Breve esercizio: Conta le righe delle voci riportate sotto che contengono la stringa "bottle" e scrivi soltanto il numero.

Materiale fornito:
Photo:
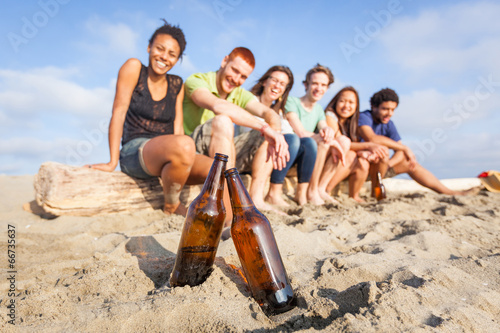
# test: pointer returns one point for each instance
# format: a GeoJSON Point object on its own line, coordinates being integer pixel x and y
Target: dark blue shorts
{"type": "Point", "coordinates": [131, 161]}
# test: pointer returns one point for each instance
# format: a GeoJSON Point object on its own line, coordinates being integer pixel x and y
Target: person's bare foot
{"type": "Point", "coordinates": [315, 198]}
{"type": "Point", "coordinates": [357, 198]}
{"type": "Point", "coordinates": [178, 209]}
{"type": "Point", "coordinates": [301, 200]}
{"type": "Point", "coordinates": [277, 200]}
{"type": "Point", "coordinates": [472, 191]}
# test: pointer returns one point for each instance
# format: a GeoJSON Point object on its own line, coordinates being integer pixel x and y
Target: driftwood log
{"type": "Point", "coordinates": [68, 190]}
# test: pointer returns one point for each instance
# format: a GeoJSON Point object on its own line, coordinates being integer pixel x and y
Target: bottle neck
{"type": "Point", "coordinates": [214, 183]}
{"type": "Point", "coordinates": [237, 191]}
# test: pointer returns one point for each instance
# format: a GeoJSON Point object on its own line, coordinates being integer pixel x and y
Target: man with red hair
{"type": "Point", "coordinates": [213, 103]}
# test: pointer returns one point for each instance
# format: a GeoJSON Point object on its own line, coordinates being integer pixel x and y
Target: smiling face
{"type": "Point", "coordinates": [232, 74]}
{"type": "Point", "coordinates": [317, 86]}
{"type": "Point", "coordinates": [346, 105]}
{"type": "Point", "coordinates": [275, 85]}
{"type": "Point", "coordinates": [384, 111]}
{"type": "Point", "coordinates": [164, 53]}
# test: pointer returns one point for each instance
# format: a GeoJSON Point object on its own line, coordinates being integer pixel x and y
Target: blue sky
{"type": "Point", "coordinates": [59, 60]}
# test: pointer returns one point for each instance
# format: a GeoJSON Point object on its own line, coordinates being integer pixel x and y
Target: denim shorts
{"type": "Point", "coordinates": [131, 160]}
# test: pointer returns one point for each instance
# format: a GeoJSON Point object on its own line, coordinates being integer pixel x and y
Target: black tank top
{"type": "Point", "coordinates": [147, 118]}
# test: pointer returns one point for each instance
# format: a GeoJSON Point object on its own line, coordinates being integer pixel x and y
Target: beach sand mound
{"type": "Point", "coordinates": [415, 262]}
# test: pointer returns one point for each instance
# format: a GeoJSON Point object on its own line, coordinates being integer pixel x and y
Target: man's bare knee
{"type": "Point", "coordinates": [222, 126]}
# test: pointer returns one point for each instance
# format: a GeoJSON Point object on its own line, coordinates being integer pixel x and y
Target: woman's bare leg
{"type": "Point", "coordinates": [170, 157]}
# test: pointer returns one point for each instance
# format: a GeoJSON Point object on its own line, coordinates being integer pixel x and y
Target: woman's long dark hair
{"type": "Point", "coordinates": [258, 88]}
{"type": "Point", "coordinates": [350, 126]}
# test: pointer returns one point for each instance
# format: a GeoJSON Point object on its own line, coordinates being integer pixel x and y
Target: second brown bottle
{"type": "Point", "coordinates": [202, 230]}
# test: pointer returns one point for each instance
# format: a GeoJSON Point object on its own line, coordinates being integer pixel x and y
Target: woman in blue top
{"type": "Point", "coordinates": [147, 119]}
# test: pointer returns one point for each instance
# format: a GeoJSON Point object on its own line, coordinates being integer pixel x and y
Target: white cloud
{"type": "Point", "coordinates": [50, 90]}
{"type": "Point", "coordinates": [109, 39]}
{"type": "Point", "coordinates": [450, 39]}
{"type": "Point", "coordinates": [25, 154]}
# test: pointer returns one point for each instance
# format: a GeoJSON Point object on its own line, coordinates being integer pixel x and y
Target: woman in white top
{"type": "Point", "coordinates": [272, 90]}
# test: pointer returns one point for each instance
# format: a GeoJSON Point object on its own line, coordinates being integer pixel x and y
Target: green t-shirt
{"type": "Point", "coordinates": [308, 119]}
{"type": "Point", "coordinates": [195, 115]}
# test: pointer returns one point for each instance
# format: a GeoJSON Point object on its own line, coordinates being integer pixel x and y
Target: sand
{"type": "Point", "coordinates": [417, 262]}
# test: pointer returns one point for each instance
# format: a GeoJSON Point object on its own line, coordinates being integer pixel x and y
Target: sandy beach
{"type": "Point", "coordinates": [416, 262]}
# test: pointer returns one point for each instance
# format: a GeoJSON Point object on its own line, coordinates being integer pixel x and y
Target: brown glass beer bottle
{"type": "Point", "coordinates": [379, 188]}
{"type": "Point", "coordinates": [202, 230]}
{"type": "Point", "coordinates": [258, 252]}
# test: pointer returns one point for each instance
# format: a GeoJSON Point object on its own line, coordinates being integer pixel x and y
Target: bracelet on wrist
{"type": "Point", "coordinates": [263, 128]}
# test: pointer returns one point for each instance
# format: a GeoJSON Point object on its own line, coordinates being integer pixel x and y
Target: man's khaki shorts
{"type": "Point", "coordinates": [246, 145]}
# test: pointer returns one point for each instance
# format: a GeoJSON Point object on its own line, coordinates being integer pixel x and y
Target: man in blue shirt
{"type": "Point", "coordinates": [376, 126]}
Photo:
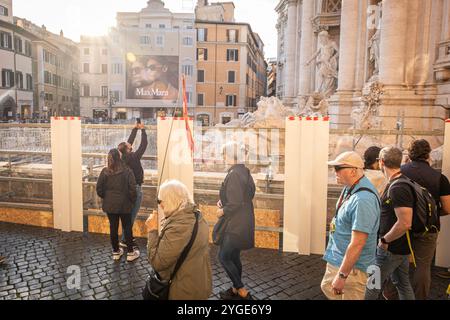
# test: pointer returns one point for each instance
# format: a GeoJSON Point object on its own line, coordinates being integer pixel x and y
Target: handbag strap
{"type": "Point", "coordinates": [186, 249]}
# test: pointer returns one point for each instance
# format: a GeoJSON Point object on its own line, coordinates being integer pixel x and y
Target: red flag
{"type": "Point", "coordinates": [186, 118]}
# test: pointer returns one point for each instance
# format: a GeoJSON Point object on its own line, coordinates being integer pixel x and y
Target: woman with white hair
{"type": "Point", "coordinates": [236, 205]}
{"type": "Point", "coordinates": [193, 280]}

==

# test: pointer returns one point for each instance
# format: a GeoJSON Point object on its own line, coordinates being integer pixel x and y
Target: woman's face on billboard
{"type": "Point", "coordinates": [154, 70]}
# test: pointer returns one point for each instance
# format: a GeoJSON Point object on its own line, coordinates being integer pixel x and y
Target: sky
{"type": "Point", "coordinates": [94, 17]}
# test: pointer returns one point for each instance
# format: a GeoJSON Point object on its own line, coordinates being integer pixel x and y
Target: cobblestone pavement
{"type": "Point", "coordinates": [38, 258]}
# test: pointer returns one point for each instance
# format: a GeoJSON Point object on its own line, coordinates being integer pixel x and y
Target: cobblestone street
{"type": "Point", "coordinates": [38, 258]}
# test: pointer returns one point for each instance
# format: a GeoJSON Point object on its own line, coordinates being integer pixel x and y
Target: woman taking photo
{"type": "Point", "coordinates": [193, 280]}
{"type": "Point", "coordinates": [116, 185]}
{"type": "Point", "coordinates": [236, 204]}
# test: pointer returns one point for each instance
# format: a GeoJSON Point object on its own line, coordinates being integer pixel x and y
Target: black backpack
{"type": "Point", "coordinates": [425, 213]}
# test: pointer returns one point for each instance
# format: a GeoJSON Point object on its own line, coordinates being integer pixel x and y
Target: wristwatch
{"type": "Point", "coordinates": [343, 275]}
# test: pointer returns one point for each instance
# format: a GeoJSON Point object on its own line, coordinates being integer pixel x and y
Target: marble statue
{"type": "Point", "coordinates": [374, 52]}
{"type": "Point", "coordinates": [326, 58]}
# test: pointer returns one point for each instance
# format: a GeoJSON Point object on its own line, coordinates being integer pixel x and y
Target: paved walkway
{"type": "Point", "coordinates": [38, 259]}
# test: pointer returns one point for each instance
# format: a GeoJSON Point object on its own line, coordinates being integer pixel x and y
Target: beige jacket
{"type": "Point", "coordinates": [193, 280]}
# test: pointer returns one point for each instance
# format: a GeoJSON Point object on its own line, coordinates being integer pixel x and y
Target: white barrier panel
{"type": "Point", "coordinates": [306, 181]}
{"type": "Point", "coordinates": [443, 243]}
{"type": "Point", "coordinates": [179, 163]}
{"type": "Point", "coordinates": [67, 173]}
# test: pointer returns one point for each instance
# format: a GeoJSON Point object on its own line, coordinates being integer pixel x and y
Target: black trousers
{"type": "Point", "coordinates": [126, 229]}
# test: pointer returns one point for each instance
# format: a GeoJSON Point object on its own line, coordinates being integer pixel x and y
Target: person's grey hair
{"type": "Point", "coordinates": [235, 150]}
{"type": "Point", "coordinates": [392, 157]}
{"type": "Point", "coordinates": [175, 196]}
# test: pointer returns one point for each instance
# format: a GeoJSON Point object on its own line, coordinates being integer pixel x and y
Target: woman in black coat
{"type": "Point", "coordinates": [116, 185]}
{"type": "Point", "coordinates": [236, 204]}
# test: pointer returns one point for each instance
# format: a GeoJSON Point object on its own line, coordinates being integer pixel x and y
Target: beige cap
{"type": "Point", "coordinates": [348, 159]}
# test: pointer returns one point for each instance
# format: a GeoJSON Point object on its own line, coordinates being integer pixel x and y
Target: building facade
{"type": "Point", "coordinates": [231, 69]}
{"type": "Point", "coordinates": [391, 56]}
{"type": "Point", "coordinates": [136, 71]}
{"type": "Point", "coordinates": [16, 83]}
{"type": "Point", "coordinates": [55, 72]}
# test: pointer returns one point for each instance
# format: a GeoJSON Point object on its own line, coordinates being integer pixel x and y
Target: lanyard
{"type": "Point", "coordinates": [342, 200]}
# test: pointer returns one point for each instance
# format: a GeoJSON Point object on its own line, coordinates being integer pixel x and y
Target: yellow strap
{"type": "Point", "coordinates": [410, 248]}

* * *

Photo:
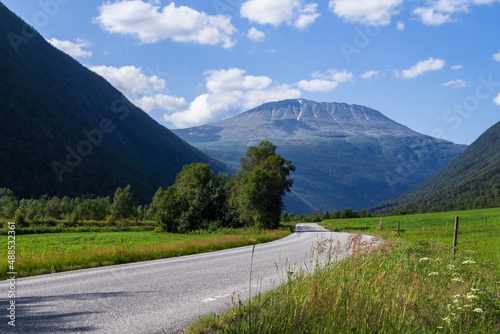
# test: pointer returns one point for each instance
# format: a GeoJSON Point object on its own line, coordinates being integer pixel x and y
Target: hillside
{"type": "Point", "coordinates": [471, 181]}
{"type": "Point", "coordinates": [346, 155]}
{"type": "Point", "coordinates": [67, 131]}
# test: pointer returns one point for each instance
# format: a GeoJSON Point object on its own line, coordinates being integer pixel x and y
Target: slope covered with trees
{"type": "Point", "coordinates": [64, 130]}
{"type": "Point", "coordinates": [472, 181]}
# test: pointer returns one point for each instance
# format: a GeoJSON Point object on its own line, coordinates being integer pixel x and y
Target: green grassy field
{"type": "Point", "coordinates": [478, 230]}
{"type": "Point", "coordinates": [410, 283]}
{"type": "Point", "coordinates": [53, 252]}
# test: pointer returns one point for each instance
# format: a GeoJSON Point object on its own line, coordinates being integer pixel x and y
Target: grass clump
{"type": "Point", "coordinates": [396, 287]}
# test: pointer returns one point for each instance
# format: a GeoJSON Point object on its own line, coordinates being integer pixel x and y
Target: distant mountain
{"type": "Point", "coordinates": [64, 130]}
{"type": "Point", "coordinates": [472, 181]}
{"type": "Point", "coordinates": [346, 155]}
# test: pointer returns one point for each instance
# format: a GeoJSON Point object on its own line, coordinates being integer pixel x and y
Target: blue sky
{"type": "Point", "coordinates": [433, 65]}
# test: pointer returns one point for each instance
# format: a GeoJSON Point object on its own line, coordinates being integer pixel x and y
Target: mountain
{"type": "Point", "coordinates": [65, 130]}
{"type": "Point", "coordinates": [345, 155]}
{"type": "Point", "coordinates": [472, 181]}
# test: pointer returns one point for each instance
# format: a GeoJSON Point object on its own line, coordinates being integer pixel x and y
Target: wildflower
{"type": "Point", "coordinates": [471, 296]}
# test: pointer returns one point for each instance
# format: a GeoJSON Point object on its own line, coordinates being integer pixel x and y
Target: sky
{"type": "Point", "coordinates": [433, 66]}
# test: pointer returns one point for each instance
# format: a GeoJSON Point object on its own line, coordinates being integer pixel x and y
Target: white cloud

Risposta scritta: 3